▶ [Tarefa do exercício 1]
Converta em lista numerada as linhas da listagem que vão da linha que contém "tag the desert valley floor" até a que contém "Target: distant mountain ridge", inclusive, omitindo as linhas em branco.

▶ [Trecho selecionado]

"""

Qualquer pessoa hoje pode abrir um curso superior,
desde que esteja em dia com as obrigações
fiscais. Até analfabeto pode. Depois, essas
escolas seriam controladas pela avaliação.
Veja que aqui a avaliação tem sentido
de controle e não de melhoria, não de
um processo que vai induzir melhoria pedagógica
ou administrativa. Portanto, é um contraponto
da autonomia, podendo mesmo suprimir a autonomia.
O controle é feito pelo Provão, que
prioriza o produto. Então, seria liberdade
quanto ao processo, e controle do produto e do resultado.
Nessa lógica, o resultado quantificável,
comparável, objetivável seria a expressão
da qualidade e esta poderia ser medida e produzir
ranqueamentos do tipo A, B,
C, D e E. A qualidade seria
expressa por índices como aumento de matrículas
ou de titulação etc.
JU - Mas esses indicadores não
atestam de fato essa melhoria?
Dias - Isso ainda não é qualidade.
O responsável pela melhoria da formação
docente e pela produção de pesquisa
é basicamente a universidade pública
e algumas poucas universidades privadas. As novas
instituições de ensino não acrescentaram
praticamente nada. Na verdade, o processo de construção
da qualidade universitária vem de algumas décadas.

"""

▶ [Dados para processamento]

"""

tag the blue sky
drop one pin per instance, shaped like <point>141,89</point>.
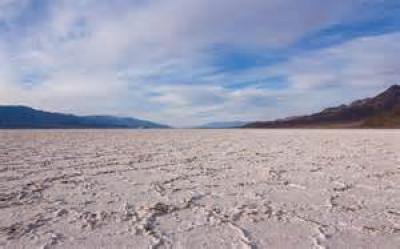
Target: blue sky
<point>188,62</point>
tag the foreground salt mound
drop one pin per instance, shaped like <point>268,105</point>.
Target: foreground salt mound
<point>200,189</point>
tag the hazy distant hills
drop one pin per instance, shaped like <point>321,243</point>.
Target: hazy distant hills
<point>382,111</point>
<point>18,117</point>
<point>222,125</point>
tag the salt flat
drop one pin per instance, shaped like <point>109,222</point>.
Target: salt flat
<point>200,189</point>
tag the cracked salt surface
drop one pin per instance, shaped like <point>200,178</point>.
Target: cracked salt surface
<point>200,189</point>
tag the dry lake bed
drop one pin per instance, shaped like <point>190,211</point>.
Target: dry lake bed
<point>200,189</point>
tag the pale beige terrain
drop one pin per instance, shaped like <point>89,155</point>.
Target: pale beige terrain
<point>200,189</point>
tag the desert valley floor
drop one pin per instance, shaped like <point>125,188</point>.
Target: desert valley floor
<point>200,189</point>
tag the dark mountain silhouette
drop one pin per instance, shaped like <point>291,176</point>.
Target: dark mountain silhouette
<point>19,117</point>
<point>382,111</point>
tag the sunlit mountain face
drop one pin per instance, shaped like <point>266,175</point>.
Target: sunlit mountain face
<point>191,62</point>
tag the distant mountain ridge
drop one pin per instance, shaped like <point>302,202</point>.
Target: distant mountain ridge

"""
"""

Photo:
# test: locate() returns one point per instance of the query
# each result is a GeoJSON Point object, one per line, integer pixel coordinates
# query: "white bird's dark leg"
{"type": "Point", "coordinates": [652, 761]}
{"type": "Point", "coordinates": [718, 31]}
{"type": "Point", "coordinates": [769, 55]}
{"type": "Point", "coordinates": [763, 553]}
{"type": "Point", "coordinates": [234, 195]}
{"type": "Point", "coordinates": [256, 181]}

"""

▶ [Tarefa do exercício 2]
De acordo com o trecho, por que a avaliação é apresentada como um contraponto da autonomia?

▶ [Resposta correta 1]
1. tag the desert valley floor
2. drop one pin per instance, shaped like <point>125,188</point>.
3. Target: desert valley floor
4. <point>200,189</point>
5. tag the dark mountain silhouette
6. drop one pin per instance, shaped like <point>291,176</point>.
7. Target: dark mountain silhouette
8. <point>19,117</point>
9. <point>382,111</point>
10. tag the sunlit mountain face
11. drop one pin per instance, shaped like <point>266,175</point>.
12. Target: sunlit mountain face
13. <point>191,62</point>
14. tag the distant mountain ridge
15. drop one pin per instance, shaped like <point>302,202</point>.
16. Target: distant mountain ridge

▶ [Resposta correta 2]
Porque, nesse modelo, a avaliação tem sentido de controle e não de melhoria, isto é, não é um processo que induza melhoria pedagógica ou administrativa. Por isso ela se contrapõe à autonomia e pode até suprimi-la.